#### Records excerpted from a collection
►

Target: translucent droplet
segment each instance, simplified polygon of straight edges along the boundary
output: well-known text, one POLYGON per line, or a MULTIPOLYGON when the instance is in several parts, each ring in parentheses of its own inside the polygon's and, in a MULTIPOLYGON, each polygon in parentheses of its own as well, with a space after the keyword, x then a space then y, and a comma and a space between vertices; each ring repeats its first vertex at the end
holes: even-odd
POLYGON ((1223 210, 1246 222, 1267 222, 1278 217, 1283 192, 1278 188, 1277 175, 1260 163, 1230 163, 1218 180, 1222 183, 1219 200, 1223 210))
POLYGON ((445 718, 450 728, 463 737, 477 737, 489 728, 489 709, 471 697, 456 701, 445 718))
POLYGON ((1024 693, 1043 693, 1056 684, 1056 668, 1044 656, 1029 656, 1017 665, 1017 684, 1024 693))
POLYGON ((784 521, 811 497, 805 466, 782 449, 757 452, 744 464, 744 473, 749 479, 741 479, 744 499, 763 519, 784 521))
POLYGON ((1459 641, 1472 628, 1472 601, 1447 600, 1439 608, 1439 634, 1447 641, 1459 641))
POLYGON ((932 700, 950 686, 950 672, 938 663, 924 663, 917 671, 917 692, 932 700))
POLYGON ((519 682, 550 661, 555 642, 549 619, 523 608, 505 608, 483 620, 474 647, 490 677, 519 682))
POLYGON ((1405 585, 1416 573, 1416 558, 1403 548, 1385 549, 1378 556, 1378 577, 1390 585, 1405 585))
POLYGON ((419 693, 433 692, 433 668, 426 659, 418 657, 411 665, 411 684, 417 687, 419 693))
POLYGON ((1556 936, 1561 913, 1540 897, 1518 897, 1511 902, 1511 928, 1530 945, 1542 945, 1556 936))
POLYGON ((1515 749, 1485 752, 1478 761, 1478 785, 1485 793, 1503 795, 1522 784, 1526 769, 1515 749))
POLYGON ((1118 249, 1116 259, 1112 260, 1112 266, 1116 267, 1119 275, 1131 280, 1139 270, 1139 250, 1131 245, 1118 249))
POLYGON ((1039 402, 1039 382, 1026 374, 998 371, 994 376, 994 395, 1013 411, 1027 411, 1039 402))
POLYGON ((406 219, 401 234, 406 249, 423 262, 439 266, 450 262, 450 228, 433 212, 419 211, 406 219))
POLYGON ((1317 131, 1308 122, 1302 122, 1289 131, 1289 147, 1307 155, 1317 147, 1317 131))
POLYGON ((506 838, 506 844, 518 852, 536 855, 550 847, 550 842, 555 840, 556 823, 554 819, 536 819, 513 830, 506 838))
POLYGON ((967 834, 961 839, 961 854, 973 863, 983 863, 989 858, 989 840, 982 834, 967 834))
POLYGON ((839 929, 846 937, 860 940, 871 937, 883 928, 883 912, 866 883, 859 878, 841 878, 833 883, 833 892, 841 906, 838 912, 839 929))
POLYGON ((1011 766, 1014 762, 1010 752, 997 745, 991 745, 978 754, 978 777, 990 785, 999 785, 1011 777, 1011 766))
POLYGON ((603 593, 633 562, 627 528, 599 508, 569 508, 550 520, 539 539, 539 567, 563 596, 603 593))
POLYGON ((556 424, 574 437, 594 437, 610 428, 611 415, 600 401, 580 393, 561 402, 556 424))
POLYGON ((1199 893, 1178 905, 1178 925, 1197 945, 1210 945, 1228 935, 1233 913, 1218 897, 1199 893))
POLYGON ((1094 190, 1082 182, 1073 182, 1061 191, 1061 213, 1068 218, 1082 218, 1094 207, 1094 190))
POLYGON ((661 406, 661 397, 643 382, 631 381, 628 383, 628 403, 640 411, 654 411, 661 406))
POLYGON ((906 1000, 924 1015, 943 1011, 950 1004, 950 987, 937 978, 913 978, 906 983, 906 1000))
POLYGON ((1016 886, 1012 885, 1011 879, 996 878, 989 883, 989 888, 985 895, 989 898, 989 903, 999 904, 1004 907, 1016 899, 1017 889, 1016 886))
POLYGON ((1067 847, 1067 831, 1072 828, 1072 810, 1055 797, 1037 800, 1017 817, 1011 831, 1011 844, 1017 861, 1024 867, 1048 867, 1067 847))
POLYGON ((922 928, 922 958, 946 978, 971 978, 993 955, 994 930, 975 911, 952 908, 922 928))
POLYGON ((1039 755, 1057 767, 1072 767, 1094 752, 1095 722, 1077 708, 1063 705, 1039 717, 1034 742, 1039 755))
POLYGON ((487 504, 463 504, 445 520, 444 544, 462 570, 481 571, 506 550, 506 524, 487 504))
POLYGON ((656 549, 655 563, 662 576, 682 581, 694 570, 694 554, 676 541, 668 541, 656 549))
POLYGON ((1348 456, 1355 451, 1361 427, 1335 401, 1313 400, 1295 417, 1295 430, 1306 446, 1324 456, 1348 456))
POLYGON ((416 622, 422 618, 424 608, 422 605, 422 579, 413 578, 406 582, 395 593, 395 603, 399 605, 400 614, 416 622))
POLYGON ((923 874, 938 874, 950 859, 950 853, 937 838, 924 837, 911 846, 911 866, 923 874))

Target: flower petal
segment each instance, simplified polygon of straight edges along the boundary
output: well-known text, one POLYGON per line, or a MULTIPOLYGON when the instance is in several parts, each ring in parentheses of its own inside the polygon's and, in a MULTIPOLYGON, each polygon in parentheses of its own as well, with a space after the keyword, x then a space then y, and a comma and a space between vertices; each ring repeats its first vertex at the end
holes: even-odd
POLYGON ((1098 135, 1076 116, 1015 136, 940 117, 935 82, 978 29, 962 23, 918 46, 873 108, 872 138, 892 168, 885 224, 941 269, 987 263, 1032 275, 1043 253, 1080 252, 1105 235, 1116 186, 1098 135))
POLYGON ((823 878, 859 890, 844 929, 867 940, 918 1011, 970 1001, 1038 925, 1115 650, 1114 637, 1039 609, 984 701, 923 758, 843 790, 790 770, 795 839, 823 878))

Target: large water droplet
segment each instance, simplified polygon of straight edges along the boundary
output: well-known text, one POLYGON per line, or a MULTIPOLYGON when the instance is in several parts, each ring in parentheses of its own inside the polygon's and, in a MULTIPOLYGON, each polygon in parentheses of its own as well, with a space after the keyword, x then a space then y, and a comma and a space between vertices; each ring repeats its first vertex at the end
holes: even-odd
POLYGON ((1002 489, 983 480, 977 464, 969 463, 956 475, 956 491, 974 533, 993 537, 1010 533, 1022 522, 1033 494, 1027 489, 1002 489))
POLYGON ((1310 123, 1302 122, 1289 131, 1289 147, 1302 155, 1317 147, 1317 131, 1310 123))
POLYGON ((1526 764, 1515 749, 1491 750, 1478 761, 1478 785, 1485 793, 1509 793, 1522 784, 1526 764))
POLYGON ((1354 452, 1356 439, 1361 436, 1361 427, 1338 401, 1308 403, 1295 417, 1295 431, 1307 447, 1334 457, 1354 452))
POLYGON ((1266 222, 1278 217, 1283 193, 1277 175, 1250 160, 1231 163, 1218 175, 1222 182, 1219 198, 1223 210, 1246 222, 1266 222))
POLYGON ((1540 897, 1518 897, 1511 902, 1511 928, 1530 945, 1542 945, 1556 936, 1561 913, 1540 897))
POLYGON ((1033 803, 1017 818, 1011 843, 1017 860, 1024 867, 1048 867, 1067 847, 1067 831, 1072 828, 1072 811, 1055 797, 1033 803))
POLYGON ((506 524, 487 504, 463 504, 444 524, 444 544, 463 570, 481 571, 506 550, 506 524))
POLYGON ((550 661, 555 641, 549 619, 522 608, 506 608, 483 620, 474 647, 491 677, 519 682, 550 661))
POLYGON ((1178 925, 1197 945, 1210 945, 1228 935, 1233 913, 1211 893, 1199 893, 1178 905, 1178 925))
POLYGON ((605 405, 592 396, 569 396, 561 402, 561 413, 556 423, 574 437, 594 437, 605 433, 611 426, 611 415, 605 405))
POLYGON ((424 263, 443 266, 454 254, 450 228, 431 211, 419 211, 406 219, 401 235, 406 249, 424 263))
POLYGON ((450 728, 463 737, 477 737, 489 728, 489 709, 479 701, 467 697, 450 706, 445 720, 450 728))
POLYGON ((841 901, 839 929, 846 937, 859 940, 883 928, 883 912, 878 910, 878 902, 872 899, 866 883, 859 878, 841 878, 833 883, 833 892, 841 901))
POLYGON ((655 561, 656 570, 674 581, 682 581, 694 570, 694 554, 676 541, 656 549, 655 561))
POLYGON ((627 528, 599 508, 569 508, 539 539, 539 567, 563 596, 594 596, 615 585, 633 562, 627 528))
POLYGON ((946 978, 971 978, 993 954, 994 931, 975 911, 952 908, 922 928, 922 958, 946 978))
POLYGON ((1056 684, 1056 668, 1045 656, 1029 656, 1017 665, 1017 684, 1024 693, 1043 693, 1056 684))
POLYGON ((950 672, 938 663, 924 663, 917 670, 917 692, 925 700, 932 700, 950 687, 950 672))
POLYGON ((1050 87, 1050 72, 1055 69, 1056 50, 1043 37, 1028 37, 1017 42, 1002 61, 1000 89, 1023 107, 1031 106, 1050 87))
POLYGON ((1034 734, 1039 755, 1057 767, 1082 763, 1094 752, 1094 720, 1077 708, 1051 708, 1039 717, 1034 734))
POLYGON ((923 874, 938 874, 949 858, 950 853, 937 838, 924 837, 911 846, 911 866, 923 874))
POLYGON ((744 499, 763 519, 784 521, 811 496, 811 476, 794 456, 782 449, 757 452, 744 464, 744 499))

◄

#### The task
Figure out the number of lines above in which the string "Target" appears. Only the number should be given.

#### Answer area
3